- Exercice écrit -
Selon l'entretien sur le roman De grandes ambitions, quel personnage va devenir président de la République ?

- Extrait du texte -
---

Antoine Rault

Antoine Rault

De grandes ambitions

Livre 00'07'36"

Philippe Chauveau :

Voilà un livre dont on parle beaucoup, Antoine Rault, De grandes ambitions. J'aurais envie de dire que c'est une sorte de roman balzacien d'aujourd'hui. C'est la comédie humaine d'aujourd'hui. Vous allez vous raconter une grande période de notre de notre société, celle des années 80 quasiment aujourd'hui, à travers 8 personnages, et puis plein d'autres personnages qui les entourent. Qui sont-ils, ces personnages que vous allez nous présenter ? Et comment est née cette envie de faire une grande fresque des années 80 ?

Antoine Rault :

C'est une grande fresque de personnages depuis les rêves de leur adolescence, dans les années 80 jusqu'à aujourd'hui. En trois parties et donc on passe d'une décennie à une autre progressivement, avec des glissements assez subjectifs et assez insensibles dans le temps, mais qui montrent le vieillissement des personnages et les différents chemins qui vont prendre les uns et les autres.

Philippe Chauveau :

C'est bien ça, dans les années 80, ils sont ados, il démarre leur vie étudiante, etc.

Antoine Rault :

Ils sont jeunes, suivant l'âge des personnages. Il y a un personnage qui est carrément plus jeune, qui est un enfant, Frédéric, celui qui va devenir président de République. Il a une quarantaine d'années, à la fin du livre. Mais les autres sont des quinquagénaires, c'est à dire des gens de ma génération.

Philippe Chauveau :

Ce qui veut dire qu'ils ont des rêves dans les années 90, des espoirs, de grandes ambitions. Et puis, on va les voir évoluer au fil de ces décennies. Pourquoi avoir eu envie de raconter tous ces tous ces parcours ?

---

- Données -

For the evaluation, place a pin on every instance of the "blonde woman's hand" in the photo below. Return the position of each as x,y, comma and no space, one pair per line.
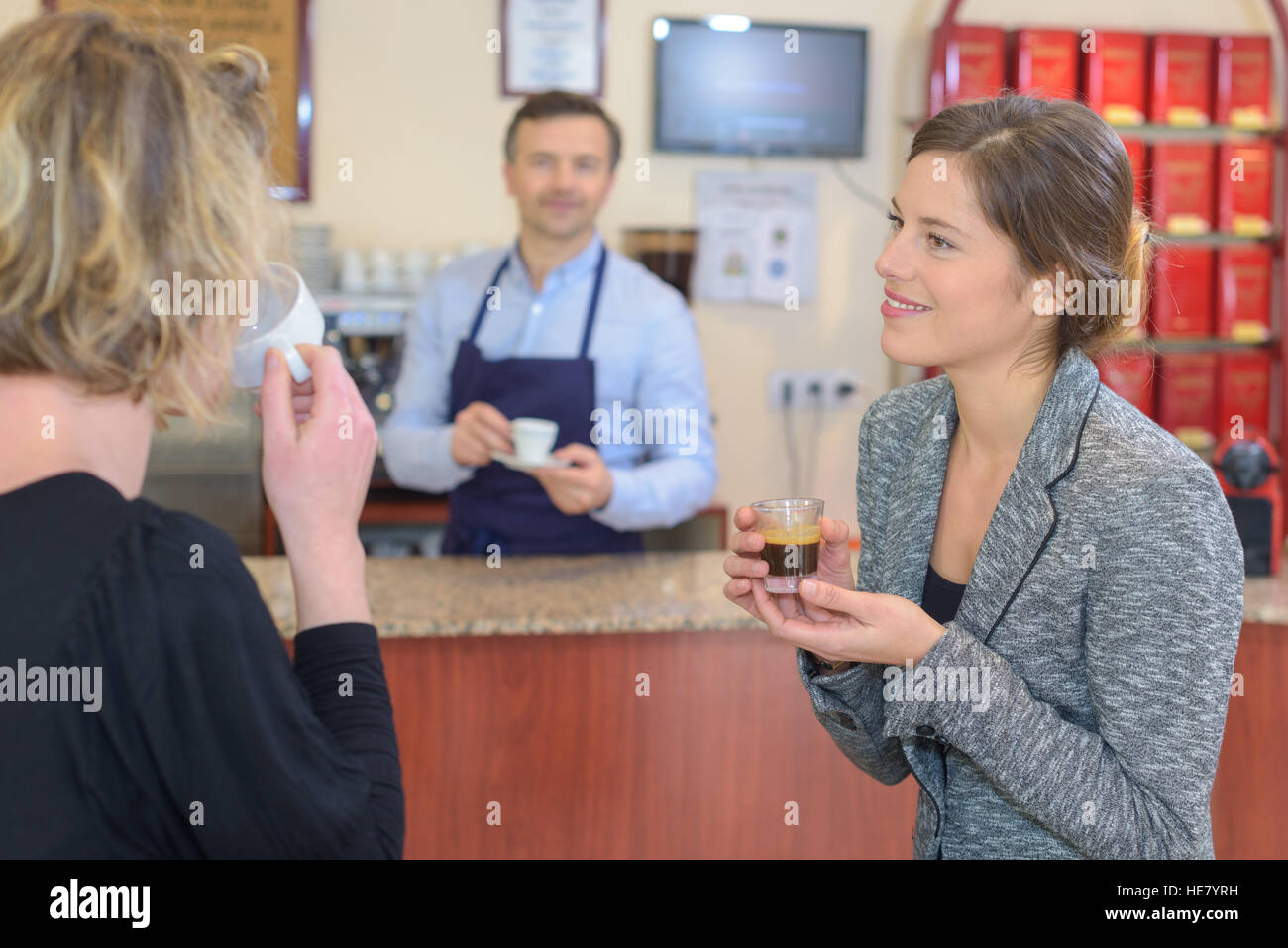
746,566
317,471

---

- Résultat final -
Frédéric, le personnage plus jeune, qui est un enfant dans les années 80.